"""
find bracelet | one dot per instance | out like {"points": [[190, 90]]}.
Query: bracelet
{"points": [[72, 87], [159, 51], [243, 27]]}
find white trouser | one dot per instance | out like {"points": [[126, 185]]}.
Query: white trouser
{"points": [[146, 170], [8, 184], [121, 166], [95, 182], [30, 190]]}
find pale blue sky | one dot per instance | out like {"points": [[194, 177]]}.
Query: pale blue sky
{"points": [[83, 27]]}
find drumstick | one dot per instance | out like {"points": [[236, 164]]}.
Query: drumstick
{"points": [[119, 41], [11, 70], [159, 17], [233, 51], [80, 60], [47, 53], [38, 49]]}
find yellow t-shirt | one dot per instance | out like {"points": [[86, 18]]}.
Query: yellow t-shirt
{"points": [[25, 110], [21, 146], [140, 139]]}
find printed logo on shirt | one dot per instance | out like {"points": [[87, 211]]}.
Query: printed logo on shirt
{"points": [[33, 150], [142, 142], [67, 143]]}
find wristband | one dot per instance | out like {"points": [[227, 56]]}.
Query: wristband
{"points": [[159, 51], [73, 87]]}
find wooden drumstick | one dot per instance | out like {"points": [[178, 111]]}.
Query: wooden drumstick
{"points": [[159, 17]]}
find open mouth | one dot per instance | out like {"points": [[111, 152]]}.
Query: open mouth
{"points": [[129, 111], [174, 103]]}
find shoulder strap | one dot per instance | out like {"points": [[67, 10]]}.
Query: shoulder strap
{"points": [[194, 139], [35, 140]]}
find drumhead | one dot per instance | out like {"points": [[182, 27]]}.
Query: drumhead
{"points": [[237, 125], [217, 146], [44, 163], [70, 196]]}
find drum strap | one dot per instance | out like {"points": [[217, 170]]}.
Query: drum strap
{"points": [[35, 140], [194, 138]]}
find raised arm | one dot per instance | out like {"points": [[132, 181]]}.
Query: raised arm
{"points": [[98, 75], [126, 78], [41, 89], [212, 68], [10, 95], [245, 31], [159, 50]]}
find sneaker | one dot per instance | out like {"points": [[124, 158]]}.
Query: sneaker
"""
- _Task directions_:
Can you render all of the material above as a numbered list, leaving out any blank lines?

- _Task solution_:
1. find bracelet | one dot per instance | out like {"points": [[190, 90]]}.
2. Query: bracelet
3. {"points": [[72, 87], [159, 51], [243, 27]]}
4. find white trouser | one dot per instance | out like {"points": [[126, 185]]}.
5. Query: white trouser
6. {"points": [[146, 170], [8, 184], [121, 166], [95, 182], [30, 190]]}
7. find pale blue sky | one dot per instance | out like {"points": [[194, 177]]}.
8. Query: pale blue sky
9. {"points": [[83, 27]]}
10. find drumstick | one dot per instance | out like {"points": [[236, 164]]}.
11. Query: drumstick
12. {"points": [[119, 41], [11, 70], [159, 17], [233, 51], [80, 60], [47, 53], [38, 49]]}
13. find yellow t-shirt | one dot per instance | out like {"points": [[86, 18]]}.
14. Query: yellow t-shirt
15. {"points": [[25, 110], [21, 146], [140, 139]]}
16. find printed logo on shirt | one dot per instance | out like {"points": [[87, 211]]}.
17. Query: printed logo on shirt
18. {"points": [[33, 150], [142, 142], [67, 143]]}
19. find wristband | one dot per instance | out like {"points": [[227, 56]]}.
20. Query: wristband
21. {"points": [[159, 51], [73, 87]]}
22. find wooden drumstick | one dot per instance | out like {"points": [[178, 111]]}.
23. Query: wooden drumstick
24. {"points": [[159, 17]]}
25. find open mouth | one dot per instance | out like {"points": [[111, 152]]}.
26. Query: open mouth
27. {"points": [[129, 111], [174, 103]]}
28. find shoulder strap | one dot per instance | out like {"points": [[67, 10]]}.
29. Query: shoulder strap
30. {"points": [[194, 139], [35, 140]]}
31. find drumhead | one dot per instance | out like {"points": [[182, 27]]}.
32. Query: drumhead
33. {"points": [[237, 125], [217, 146], [44, 163], [70, 196]]}
34. find drum strap | one dot per instance | out like {"points": [[217, 170]]}.
35. Query: drum strap
36. {"points": [[35, 140], [194, 138]]}
37. find raised arm | one dot per instance | out like {"points": [[132, 181]]}.
38. Query: raised arm
39. {"points": [[98, 75], [126, 78], [41, 89], [212, 68], [10, 95], [245, 31], [159, 50]]}
40. find sneaker | one dot per instance | out like {"points": [[124, 158]]}.
41. Query: sneaker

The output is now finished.